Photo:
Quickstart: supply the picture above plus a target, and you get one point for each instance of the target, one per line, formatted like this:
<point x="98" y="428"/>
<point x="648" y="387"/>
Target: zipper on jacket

***

(Gestellte Aufgabe) Schreiben Sie die Datensätze oben neu und setzen Sie dabei „coat“ an die Stelle von „jacket“. Alles Übrige bleibt unverändert.

(Schriftliche Antwort)
Photo:
Quickstart: supply the picture above plus a target, and you get one point for each instance of the target, one per line, formatted like this:
<point x="98" y="428"/>
<point x="648" y="387"/>
Target: zipper on coat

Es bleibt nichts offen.